-- TEXTO CITADO --
+++
Una vez consolidados los primeros estudios sonoros en España, los
Orphea Film de Barcelona, en Madrid también se levantaron nuevas
infraestructuras (los estudios de rodaje CEA, ECESA, Ballesteros, etc.,
y otros de montaje, doblaje, además de diversas empresas de servicios
y auxiliares) que permitieron acometer una producción constante y
amplia por parte de una serie de productoras que favorecieron la carrera
artística de un grupo de directores que se convirtieron en referentes
de una época.
La década, sin embargo, se inició también con un encuentro
profesional que intentó aglutinar las inquietudes de los profesionales
hispanoamericanos de cinematografía, con el deseo de ampliar un mercado
común que favorezca el intercambio artístico, técnico
y de producción. Con el deseo de proteger el desarrollo del cine
español se creó el Consejo de la Cinematografía en
1933, al tiempo que también se dictaron unas normas que fijaron como
obligatorio el doblaje al castellano de películas extranjeras, producciones
que se estuvieron exhibiendo en versión original hasta 1936.
El cine durante la II República estuvo sostenido, especialmente,
por las productoras Cifesa, de Vicente Casanova, y Filmófono, de
Ricardo Urgoiti, a las que acompañaron otras muchas de desigual continuidad.
El cine español comenzó a demostrar que estaba capacitado
para abordar historias costumbristas que superaban el listón del
populismo más chabacano. No se entienden de otra manera los éxitos
avalados por la pareja de moda de la época, Florián Rey e
Imperio Argentina (La hermana San Sulpicio, 1934; Nobleza baturra,
1935 ;
Morena Clara, 1936), ni las taquillas que dieron los trabajos de
Benito Perojo (Es mi hombre, 1935; y sobre todo La verbena de
la Paloma, 1935) y el buen hacer de Luis Marquina en Don Quintín
el amargao (1935) y de José Luis Sáenz de Heredia en La
hija de Juan Simón (1935). Un cine de directores pero también
de actores, pues a las pantallas llegan Miguel Ligero, Manuel Luna, Antoñita
Colomé, Raquel Rodrigo y, en los últimos años, Estrellita
Castro.
+++
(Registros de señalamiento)
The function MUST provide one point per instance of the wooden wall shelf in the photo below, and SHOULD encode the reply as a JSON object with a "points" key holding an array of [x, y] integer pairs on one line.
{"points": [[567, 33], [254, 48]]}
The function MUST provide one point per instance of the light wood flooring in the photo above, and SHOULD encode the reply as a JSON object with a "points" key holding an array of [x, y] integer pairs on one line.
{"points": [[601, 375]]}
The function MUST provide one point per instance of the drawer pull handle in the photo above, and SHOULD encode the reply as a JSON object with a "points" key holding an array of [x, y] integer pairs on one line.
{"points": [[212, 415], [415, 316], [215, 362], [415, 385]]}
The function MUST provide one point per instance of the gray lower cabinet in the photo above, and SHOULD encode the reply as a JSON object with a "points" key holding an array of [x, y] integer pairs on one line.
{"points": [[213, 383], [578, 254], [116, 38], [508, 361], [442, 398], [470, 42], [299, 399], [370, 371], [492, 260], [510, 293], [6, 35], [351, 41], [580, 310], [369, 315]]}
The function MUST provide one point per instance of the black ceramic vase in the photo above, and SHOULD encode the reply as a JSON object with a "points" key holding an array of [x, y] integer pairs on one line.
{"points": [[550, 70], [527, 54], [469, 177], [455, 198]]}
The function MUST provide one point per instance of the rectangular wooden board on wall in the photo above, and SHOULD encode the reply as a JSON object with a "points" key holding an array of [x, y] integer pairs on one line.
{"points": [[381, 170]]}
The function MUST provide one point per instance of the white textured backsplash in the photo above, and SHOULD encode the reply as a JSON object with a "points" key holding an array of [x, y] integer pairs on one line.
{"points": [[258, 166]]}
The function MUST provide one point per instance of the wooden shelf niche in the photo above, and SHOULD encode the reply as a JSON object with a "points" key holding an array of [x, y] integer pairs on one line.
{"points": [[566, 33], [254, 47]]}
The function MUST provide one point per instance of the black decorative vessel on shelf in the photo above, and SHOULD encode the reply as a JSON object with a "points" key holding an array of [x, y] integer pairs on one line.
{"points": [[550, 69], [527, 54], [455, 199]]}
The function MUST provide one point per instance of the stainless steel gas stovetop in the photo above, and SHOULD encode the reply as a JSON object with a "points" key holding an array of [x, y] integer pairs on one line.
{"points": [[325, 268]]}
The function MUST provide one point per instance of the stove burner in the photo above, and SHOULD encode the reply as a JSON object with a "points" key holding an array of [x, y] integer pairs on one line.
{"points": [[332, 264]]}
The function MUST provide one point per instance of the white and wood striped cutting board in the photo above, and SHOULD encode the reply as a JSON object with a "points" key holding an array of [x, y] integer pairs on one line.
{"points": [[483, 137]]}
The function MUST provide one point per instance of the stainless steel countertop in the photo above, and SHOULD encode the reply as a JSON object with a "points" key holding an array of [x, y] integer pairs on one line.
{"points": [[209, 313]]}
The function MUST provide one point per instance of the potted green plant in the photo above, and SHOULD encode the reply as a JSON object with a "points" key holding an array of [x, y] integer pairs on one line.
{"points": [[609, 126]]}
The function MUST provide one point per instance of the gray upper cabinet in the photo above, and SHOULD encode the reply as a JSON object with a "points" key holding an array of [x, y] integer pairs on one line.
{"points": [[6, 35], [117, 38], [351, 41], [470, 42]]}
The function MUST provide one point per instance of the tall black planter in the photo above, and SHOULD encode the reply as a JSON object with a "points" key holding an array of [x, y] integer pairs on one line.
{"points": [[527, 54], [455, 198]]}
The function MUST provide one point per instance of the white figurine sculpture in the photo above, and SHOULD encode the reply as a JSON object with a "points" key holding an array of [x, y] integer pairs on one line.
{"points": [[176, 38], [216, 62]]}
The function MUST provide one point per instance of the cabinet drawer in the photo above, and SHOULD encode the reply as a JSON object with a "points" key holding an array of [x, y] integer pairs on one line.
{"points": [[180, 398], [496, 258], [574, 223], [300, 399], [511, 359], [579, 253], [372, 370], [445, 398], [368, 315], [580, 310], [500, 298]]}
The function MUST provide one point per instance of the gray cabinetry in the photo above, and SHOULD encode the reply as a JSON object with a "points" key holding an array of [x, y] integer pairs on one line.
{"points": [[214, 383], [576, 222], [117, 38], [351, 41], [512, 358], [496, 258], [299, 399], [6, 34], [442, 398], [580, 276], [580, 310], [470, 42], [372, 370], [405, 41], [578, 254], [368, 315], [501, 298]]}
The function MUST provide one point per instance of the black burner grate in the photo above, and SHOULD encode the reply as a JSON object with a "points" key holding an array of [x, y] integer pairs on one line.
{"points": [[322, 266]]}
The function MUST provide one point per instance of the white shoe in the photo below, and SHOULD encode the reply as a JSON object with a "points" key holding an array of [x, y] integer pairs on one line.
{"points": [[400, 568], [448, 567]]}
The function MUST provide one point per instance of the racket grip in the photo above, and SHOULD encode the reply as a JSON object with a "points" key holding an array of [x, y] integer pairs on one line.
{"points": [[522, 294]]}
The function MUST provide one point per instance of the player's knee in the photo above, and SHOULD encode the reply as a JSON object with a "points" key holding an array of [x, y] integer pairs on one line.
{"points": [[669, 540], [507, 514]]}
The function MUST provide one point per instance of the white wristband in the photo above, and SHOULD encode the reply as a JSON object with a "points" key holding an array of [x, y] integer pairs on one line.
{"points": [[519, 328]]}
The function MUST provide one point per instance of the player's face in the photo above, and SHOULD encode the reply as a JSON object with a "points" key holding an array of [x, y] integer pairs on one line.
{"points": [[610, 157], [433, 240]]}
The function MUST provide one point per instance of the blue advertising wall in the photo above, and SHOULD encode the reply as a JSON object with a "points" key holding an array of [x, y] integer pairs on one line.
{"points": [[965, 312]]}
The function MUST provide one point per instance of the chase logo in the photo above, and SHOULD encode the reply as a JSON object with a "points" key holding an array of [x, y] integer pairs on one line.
+++
-- TRABAJO REQUERIDO --
1. ¿Qué líneas de los registros contienen la palabra "below"? Devuélvelas todas, distinguiendo entre mayúsculas y minúsculas.
2. Escribe la continuación del texto sobre el cine español de los años treinta a partir de su última oración.

-- RESPUESTAS POR TAREA --
1.
The function MUST provide one point per instance of the wooden wall shelf in the photo below, and SHOULD encode the reply as a JSON object with a "points" key holding an array of [x, y] integer pairs on one line.
The function MUST provide one point per instance of the white shoe in the photo below, and SHOULD encode the reply as a JSON object with a "points" key holding an array of [x, y] integer pairs on one line.

2.
La guerra civil interrumpió estos años de gran actividad que
no sólo tuvo buenas propuestas en el campo de la ficción sino,
también, en el campo del cortometraje documental, sector en el que
se formaron muy buenos directores como, entre otros, Carlos Velo y Fernando
G. Mantilla, Antonio Román e Ignacio F. Iquino. Sobresalió
por su contundente testimonio Las Hurdes/Tierra sin pan (1932), de
Luis Buñuel. En cualquier caso, la tradición documental sirvió
de puente para realizar todos los reportajes y noticiarios que surgieron
en plena contienda, pues el realismo ocupó el espacio que la ficción
no pudo cubrir.
El conflicto bélico paralizó la producción de largometrajes
en España y desplazó la realización de otros hacia
Estudios extranjeros -Roma, Berlín, especialmente-. Así Florián
Rey y Benito Perojo dirigieron en dichos centros películas como Carmen
la de Triana (1936), La canción de Aixa (1938) o Los
hijos de la noche (1939) .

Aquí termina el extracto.